(Extracted records)
════════════════════

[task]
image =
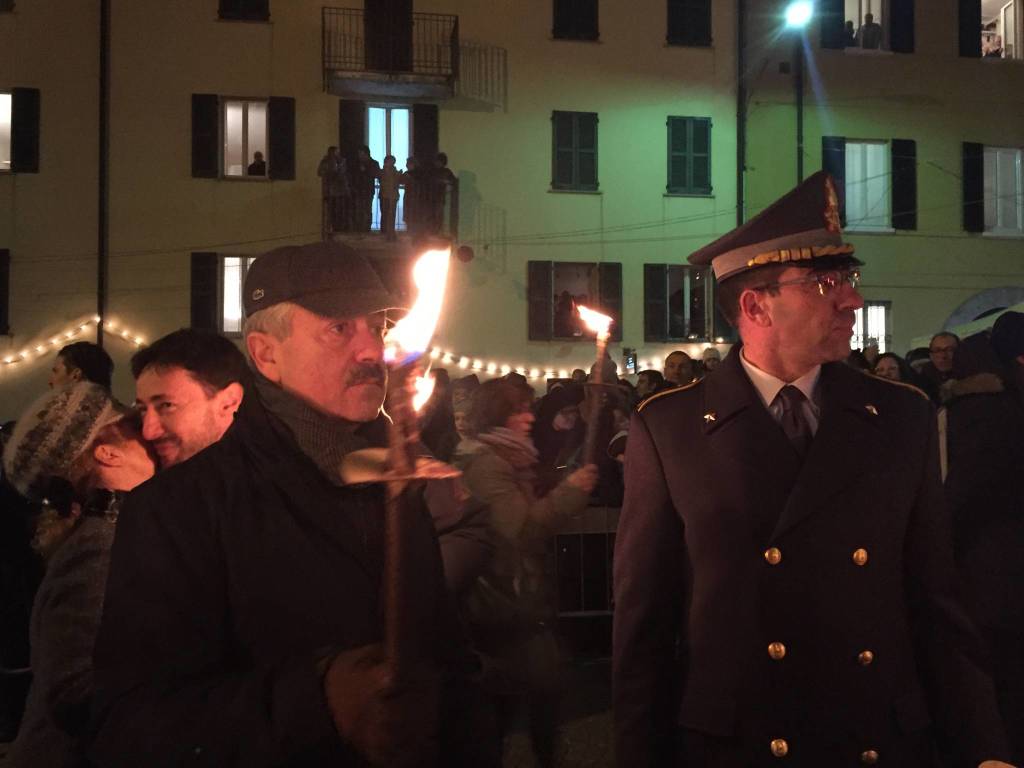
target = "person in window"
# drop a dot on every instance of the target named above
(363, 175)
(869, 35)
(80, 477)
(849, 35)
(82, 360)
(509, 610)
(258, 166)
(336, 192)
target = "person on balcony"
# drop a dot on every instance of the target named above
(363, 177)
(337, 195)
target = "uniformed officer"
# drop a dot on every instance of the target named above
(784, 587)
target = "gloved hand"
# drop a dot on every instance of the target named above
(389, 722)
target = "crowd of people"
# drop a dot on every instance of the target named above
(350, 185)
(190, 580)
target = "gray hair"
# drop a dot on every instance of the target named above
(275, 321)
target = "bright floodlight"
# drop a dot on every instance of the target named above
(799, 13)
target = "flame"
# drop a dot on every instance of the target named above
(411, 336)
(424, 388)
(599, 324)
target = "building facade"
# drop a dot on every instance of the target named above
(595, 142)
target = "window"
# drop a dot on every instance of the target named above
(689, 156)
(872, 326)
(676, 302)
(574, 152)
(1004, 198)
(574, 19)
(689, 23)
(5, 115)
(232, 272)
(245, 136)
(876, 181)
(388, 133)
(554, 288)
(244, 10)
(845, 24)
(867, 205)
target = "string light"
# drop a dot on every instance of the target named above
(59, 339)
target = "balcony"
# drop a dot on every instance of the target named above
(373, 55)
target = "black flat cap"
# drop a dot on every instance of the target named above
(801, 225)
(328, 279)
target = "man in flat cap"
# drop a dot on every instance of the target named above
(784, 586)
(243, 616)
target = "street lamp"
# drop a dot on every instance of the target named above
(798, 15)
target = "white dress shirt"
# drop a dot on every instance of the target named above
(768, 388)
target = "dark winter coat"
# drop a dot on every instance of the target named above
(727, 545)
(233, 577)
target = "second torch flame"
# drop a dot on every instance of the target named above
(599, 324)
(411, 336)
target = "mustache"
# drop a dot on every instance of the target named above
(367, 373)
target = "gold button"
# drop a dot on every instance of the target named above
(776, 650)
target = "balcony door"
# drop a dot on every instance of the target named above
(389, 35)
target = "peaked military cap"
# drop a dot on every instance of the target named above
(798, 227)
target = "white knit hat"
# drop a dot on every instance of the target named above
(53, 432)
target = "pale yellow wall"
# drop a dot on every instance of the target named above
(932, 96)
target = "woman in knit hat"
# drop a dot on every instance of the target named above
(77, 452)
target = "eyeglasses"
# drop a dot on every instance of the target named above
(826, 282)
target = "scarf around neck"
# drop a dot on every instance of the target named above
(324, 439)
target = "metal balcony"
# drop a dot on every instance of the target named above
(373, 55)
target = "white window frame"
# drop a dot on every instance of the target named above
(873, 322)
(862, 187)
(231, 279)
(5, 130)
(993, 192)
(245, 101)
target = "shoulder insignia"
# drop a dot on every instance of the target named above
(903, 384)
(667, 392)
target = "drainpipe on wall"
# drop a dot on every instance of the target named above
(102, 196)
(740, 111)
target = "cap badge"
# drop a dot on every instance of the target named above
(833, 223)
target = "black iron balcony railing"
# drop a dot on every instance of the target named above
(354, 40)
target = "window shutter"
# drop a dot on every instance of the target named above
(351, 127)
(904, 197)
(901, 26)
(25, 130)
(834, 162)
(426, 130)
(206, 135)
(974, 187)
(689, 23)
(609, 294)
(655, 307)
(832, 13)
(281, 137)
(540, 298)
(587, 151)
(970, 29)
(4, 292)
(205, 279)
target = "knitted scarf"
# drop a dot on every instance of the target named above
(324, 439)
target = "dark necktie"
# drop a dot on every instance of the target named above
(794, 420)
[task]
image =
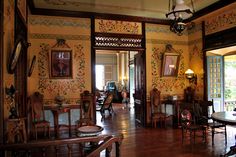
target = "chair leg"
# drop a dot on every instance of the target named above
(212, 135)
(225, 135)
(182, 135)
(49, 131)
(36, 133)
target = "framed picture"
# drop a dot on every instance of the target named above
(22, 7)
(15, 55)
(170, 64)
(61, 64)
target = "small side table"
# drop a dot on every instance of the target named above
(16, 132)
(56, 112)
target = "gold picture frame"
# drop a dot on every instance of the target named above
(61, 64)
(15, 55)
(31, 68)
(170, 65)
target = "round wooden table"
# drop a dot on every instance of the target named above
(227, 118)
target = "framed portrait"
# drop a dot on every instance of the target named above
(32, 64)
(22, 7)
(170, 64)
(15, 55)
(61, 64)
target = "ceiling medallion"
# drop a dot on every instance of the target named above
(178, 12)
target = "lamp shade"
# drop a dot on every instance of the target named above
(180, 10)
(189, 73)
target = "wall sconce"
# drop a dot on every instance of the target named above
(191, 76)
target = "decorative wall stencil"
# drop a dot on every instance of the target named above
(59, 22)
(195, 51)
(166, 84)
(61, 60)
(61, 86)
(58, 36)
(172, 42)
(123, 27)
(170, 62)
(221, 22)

════════════════════

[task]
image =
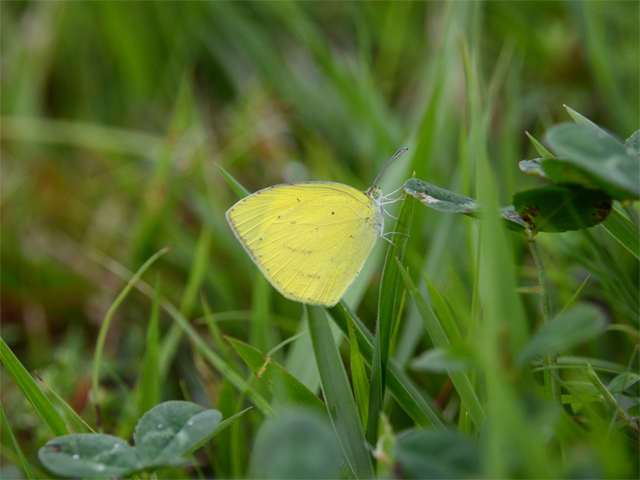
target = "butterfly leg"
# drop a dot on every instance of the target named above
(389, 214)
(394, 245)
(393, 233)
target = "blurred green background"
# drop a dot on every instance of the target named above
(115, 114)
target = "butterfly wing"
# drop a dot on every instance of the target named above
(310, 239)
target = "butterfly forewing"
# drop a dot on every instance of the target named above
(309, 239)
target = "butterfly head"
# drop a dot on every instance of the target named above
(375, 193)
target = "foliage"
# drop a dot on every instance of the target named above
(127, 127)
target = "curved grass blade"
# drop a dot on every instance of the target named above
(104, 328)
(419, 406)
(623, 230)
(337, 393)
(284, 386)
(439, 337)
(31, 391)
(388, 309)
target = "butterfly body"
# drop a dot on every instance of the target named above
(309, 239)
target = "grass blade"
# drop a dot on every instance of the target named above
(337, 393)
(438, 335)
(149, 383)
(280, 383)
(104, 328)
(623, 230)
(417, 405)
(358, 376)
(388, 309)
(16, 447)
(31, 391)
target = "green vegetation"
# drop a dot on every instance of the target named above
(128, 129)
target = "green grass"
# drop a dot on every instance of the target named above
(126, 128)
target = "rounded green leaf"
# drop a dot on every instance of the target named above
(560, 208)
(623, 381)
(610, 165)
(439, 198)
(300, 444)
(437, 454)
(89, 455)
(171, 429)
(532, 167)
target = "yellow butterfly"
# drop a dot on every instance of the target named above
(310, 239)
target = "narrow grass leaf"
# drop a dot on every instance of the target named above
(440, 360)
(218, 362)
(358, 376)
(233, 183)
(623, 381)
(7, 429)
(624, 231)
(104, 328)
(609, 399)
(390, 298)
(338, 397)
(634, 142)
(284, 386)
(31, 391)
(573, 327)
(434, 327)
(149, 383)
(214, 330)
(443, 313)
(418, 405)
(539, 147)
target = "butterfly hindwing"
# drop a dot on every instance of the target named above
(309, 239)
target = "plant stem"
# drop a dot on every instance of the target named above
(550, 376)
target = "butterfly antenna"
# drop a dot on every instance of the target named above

════════════════════

### Stated exercise
Show each line of the extracted records that contains the string "flat", matching case exactly.

### Solved problem
target = "black flat cap"
target = "man in flat cap"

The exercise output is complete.